Labeled area outline items.

-*-

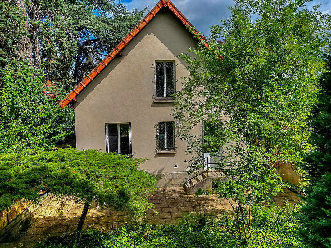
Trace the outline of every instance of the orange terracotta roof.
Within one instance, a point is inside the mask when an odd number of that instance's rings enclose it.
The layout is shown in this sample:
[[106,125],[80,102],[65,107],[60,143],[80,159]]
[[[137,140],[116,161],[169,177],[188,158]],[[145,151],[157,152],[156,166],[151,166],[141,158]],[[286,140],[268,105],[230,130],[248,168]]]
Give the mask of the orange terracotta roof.
[[[106,56],[104,59],[101,61],[101,62],[94,68],[93,70],[89,73],[86,77],[66,97],[66,98],[60,103],[59,104],[60,106],[64,107],[72,101],[74,98],[99,74],[102,70],[114,59],[116,55],[120,53],[121,51],[139,33],[142,29],[159,12],[164,8],[167,8],[185,26],[189,26],[193,27],[193,25],[178,10],[170,0],[161,0],[156,4],[155,6],[148,13],[146,16],[143,18],[141,21],[136,25],[134,28],[130,32],[129,32],[129,34],[121,41]],[[194,34],[197,34],[199,33],[198,30],[195,28],[194,30],[195,31]],[[198,39],[204,42],[205,45],[208,47],[207,41],[203,36],[200,35]]]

-*-

Instruction. Recast the data as a numbered list, beginning at the start of the data and ending with the line containing "Give the mask of the orange terracotta roof.". Omit blank lines and leave the pictures out.

Full answer.
1. Trace the outline of every instance of the orange terracotta roof.
2. Within one instance, a point is inside the mask when an odd number of that instance's rings enclose it.
3. The layout is shown in this sample:
4. [[106,125],[80,102],[65,107],[60,143],[80,159]]
5. [[[137,140],[116,161],[169,177],[188,158]],[[145,151],[157,152],[156,166],[151,166],[141,158]],[[286,140],[268,105],[230,130],[248,168]]]
6. Give the mask of the orange terracotta roof.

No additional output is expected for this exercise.